*OBJECTIVES*:
A. Output the passage of the article on BBC severance payments from "It is understood" to "matter to the police.", copied word for word.
B. In the article on BBC severance payments, what reason does Mark Thompson give for not attending the Public Accounts Committee hearing?
C. Write the next part of the article on BBC severance payments, picking up after its final sentence.

*SOURCE EXTRACT*:
┏━━
BBC, Government, National Audit Office

£369m severance payments at the BBC. A probe is possible…

NATIONAL AUDIT OFFICE REPORT

BBC executives who authorised severance payments amounting to £369 million to their own staff may be investigated by the police. The warning came from Conservative MP Rob Wilson who has written to the National Audit Office (NAO) and BBC director-general Lord Hall asking for full disclosure of the names of those responsible. Mr Wilson has promised to take evidence of fraud to the police.

MPs who sit on the influential Public Accounts Committee have called for ‘full accountability’ and castigated the ‘greedy and excessive payments’ paid by a ‘self-serving elite’ at the head of the BBC.

As corporation bosses insisted there was no need for a ‘witch-hunt’, pressure is growing on those responsible to face internal disciplinary action and to meet the full force of the law if any of the deals proved to be fraudulent.

In a report published this week, the NAO found pay-outs were made to 7,500 staff over eight years, including £61 million to 401 senior managers. The report states that the corporation had paid staff more than they were entitled to in almost a quarter of the cases it reviewed, putting ‘public trust at risk’.

It is understood that a £680,400 farewell payment was made to the BBC’s former chief operating officer and a £949,000 payment to another former senior executive.

Evidence will be taken next week before a special hearing of the Public Accounts Committee. Former director-general Mark Thompson, who is cited as being personally involved in several of the biggest deal payoffs, will not attend. Mr Thompson says he has a ‘diary commitment’.

Writing to the NAO’s head, Amyas Morse, Mr Wilson asked whether it had unearthed any evidence of fraud, collusion in fraud, misuse of public funds, or other wrongdoing in relation to severance payments at the BBC in recent years. Mr Wilson says, that, based on the reply received, he will consider whether there are grounds to refer the matter to the police.
┗━━
*EXCERPTED RECORDS*:
┏━━
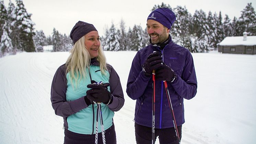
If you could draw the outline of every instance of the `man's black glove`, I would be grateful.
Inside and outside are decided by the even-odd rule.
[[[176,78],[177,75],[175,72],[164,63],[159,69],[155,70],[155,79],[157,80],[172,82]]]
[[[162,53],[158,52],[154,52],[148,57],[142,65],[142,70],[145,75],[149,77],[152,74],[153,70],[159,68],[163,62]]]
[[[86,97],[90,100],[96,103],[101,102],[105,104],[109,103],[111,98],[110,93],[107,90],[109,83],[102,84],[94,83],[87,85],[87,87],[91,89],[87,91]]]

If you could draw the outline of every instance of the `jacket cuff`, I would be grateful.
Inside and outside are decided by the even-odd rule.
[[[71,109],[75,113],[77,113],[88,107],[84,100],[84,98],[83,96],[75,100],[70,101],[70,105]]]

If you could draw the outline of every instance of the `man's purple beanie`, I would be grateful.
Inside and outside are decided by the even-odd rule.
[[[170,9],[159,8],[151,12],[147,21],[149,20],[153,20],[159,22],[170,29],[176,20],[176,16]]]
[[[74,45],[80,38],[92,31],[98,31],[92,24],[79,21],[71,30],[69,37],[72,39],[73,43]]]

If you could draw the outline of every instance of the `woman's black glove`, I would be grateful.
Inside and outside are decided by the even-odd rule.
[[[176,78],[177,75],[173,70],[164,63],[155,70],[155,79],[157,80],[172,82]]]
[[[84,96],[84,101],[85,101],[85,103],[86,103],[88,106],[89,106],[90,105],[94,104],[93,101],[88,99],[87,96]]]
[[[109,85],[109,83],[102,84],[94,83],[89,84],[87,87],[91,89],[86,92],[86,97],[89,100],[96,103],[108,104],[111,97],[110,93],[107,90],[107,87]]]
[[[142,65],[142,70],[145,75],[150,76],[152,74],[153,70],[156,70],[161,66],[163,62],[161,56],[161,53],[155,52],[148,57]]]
┗━━
*OUTPUTS FOR THE TASKS*:
A.
It is understood that a £680,400 farewell payment was made to the BBC’s former chief operating officer and a £949,000 payment to another former senior executive.

Evidence will be taken next week before a special hearing of the Public Accounts Committee. Former director-general Mark Thompson, who is cited as being personally involved in several of the biggest deal payoffs, will not attend. Mr Thompson says he has a ‘diary commitment’.

Writing to the NAO’s head, Amyas Morse, Mr Wilson asked whether it had unearthed any evidence of fraud, collusion in fraud, misuse of public funds, or other wrongdoing in relation to severance payments at the BBC in recent years. Mr Wilson says, that, based on the reply received, he will consider whether there are grounds to refer the matter to the police.

B. He says he has a "diary commitment."

C.
The BBC’s newly appointed director of news and current affairs, James Harding, has claimed that licence fee payers did not want the corporation to be ‘apologetic’.

Mr Harding, a former editor of the Times, said:

… The BBC has rightly made its fair share of apologies over the past year. I, both as a licence-fee payer and a future employee don’t want an apologetic BBC, I want an ambitious BBC. You don’t want to be apologetic about the BBC, you want to be ambitious about the BBC, that’s the essential choice.

The BBC’s director of strategy and digital, James Purnell, is the only member of the corporation’s executive committee to have given an interview on severance payments since the NAO report was published.

Mr Purnell, a former Labour minister, appeared on BBC2’s Newsnight programme on Monday evening, and has resisted calls to point the finger of blame at individuals responsible for agreeing the payments. He said:

… It was a collective decision. On things like this you can have a witch-hunt or you can learn from your mistakes and that is exactly what we are going to do.

But Conservative MP, Richard Bacon, who also sits on the public accounts committee said that unless (and until) people are named you will not get accountability. Mr Bacon added:

… At the top of the BBC there is a self-serving elite who just look after themselves. These payments were greedy and excessive.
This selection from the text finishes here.